::: SOURCE DOCUMENT

Irlande : le dernier obstacle pour un accord de décembre pour le Brexit

Theresa May doit satisfaire les intérêts de Dublin, Belfast et Bruxelles sur le futur statut de l'Irlande du Nord si elle veut que les négociations sur le Brexit avancent cette année.

Theresa May has to satisfy interests in Dublin, Belfast and Brussels on Northern Ireland’s future status if Brexit talks are to progress this year.

On Monday, a draft deal Theresa May brokered with European Commission President Jean Claude Juncker on the Irish border issue was torpedoed by the Northern Irish Democratic Unionist Party (DUP), which props up her minority government in Westminster. The UK Prime Minister is now trying to pick up the political pieces from this humiliation before going back to Brussels for a last-gasp attempt to salvage ‘sufficient progress’ from the first phase of the Brexit negotiations.

May had reportedly been prepared to accept that Northern Ireland would effectively remain in the EU’s Customs Union and Single Market by retaining ‘regulatory alignment’ with the Republic of Ireland. This would have satisfied Dublin and Brussels’ requirements by avoiding a return to a hard border on the island of Ireland, but went too far for the DUP, who are opposed to any divergence between Northern Ireland and the rest of the UK.

::::::

| WORK TASK |
Answer these questions from the article on Brexit and the Irish border, one answer per line.
1. In which three places must Theresa May satisfy interests on Northern Ireland's future status?
2. Which party torpedoed the draft deal on the Irish border issue?
3. By retaining what with the Republic of Ireland would Northern Ireland have effectively remained in the EU's Customs Union and Single Market?
The records have nothing to do with the article on Brexit and the Irish border.

::: DATA LISTING

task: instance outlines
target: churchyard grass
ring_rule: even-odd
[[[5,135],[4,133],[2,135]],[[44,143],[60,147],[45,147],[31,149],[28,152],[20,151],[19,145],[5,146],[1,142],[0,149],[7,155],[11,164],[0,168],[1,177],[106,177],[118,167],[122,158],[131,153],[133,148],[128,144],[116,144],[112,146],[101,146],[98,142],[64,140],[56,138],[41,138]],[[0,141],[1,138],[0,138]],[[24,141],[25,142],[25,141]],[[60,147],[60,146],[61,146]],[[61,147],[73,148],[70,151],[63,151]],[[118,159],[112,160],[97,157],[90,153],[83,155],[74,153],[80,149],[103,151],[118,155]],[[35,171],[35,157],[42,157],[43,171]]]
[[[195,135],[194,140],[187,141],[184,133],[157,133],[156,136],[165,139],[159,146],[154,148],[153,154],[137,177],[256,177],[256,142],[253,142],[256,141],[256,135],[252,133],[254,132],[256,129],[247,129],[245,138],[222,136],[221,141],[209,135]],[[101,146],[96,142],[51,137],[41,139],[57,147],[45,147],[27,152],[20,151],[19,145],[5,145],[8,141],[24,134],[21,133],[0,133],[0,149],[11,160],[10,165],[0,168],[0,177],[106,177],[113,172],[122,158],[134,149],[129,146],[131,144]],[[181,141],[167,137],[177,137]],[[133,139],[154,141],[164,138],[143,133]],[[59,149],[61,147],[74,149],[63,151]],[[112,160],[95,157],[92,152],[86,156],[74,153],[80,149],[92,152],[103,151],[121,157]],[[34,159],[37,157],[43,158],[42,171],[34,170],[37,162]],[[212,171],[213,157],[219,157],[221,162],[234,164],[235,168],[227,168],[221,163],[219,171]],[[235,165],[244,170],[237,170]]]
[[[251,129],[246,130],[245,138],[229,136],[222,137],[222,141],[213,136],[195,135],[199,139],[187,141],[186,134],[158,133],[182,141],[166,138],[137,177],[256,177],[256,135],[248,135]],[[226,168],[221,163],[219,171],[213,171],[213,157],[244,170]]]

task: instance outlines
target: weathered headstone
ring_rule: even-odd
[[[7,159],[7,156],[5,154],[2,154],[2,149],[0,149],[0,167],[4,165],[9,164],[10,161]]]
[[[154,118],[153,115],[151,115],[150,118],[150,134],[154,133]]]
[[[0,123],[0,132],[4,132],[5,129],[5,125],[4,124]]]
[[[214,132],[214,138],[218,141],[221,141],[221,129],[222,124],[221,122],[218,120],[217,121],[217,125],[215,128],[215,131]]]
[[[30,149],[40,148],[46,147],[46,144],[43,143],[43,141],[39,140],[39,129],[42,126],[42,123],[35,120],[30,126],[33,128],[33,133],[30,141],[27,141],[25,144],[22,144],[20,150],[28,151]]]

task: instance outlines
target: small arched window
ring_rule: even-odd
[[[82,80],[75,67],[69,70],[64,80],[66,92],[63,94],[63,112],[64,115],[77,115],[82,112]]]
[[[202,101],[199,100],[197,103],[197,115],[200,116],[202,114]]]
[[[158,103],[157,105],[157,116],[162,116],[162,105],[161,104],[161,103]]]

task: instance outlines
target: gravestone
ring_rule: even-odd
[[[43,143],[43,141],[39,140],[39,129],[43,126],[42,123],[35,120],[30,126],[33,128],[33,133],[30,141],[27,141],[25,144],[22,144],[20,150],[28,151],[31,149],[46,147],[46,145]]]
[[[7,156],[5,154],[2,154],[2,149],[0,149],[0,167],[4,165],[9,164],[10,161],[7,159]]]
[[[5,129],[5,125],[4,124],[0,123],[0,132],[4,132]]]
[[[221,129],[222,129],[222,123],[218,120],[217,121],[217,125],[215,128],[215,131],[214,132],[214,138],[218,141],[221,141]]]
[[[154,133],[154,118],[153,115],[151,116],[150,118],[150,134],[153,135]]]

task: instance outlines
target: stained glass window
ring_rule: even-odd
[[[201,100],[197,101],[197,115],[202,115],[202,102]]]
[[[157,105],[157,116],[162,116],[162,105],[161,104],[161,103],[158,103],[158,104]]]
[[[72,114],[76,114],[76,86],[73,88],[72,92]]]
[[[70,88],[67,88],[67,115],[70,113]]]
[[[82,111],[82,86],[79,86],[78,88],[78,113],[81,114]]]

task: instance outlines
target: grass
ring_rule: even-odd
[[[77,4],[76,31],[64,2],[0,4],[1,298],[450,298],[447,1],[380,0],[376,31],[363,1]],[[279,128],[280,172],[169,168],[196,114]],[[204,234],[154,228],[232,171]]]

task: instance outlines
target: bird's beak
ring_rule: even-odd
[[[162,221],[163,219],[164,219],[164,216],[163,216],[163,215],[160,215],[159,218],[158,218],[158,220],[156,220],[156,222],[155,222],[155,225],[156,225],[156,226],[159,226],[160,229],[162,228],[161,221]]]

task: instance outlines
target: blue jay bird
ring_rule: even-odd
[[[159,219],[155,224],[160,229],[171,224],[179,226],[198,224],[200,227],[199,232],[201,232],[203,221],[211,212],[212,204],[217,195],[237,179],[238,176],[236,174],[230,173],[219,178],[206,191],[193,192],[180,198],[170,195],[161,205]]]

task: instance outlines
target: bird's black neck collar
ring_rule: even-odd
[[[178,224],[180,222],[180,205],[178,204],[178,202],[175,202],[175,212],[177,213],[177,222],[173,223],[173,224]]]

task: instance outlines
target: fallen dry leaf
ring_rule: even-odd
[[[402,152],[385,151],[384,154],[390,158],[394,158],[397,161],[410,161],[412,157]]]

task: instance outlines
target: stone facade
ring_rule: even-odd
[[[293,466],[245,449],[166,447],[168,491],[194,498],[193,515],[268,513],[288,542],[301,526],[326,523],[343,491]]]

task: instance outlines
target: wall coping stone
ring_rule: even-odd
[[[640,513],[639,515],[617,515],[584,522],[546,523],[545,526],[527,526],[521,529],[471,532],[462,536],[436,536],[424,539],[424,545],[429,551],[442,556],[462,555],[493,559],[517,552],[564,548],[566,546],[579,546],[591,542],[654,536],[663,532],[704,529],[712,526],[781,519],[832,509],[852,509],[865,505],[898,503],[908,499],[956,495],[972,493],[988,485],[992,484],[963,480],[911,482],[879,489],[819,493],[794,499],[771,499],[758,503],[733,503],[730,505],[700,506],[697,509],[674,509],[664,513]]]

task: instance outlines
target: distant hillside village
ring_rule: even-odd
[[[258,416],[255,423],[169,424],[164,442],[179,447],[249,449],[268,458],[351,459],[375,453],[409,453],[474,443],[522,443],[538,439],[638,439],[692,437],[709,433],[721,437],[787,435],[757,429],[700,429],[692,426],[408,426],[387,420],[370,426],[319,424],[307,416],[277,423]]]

::::::

| SOLVED EXERCISE |
1. Dublin, Belfast and Brussels
2. The Northern Irish Democratic Unionist Party (DUP)
3. 'Regulatory alignment'